**Supplied data**

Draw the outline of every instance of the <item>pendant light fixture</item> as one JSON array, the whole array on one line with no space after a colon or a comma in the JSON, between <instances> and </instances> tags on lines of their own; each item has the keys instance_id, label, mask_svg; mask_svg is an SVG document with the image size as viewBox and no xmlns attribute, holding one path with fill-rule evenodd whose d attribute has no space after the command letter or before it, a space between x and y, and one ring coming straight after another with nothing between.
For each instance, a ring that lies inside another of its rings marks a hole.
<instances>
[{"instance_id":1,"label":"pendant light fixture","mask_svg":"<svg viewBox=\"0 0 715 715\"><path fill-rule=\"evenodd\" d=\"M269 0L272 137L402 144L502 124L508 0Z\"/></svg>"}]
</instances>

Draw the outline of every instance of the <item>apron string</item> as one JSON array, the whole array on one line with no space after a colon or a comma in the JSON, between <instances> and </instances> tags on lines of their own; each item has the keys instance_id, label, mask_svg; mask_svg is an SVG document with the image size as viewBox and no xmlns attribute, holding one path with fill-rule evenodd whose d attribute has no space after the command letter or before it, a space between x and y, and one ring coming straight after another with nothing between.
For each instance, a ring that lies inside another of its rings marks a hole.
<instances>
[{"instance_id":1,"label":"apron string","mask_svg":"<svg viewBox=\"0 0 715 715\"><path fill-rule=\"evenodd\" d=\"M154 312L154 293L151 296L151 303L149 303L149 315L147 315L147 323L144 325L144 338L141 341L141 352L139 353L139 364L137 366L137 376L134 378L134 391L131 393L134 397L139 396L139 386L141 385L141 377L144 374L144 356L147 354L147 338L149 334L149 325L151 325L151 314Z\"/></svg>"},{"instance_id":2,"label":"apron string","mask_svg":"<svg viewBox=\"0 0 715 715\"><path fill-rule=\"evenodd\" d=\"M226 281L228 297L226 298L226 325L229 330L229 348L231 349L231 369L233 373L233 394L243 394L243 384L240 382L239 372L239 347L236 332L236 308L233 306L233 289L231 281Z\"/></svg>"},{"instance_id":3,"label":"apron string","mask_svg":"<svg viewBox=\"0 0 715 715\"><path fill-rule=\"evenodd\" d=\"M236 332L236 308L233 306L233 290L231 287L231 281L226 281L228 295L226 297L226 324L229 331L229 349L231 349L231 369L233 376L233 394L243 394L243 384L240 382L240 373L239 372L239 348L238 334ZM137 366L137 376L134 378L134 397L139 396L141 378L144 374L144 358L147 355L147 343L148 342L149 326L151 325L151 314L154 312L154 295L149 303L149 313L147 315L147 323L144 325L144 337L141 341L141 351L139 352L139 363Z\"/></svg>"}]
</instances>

**Goal**
Copy the records word for word, from the line containing "Draw the outline of every instance of the <item>apron" through the end of the records, both of those lines included.

**Answer in full**
Draw the outline of every instance of the <item>apron string</item> as one JSON array, the whole array on one line with no space after a colon or a comma in the JSON, between <instances> and </instances> tags on lines of their own; each item has the keys instance_id, label, mask_svg; mask_svg is an SVG document with the image size as viewBox and no xmlns attribute, holding one path with fill-rule evenodd whose d attribute has no space after the command letter or before it, a space between x and y, and one ring coming straight after another with nothing between.
For each instance, a ring that lies inside another of its rings marks a hole.
<instances>
[{"instance_id":1,"label":"apron string","mask_svg":"<svg viewBox=\"0 0 715 715\"><path fill-rule=\"evenodd\" d=\"M154 312L154 293L151 296L151 303L149 303L149 315L147 315L147 323L144 325L144 338L141 341L141 352L139 353L139 364L137 366L137 376L134 378L134 391L131 393L134 397L139 396L139 386L141 385L141 377L144 374L144 356L147 354L147 338L149 334L149 325L151 325L151 314Z\"/></svg>"},{"instance_id":2,"label":"apron string","mask_svg":"<svg viewBox=\"0 0 715 715\"><path fill-rule=\"evenodd\" d=\"M226 281L228 297L226 298L226 325L229 330L229 348L231 349L231 369L233 373L233 394L243 394L243 384L240 382L239 372L239 347L236 332L236 308L233 306L233 289L231 281Z\"/></svg>"},{"instance_id":3,"label":"apron string","mask_svg":"<svg viewBox=\"0 0 715 715\"><path fill-rule=\"evenodd\" d=\"M236 332L236 308L233 306L233 290L231 287L231 281L226 281L228 295L226 297L226 324L229 331L229 349L231 349L231 369L233 376L233 394L243 394L243 384L240 382L240 373L239 372L239 348L238 334ZM137 366L137 376L134 378L134 397L139 396L141 378L144 374L144 358L147 355L147 343L148 342L149 326L151 325L151 314L154 312L154 295L149 303L149 313L147 315L147 323L144 325L144 337L141 341L141 351L139 352L139 363Z\"/></svg>"}]
</instances>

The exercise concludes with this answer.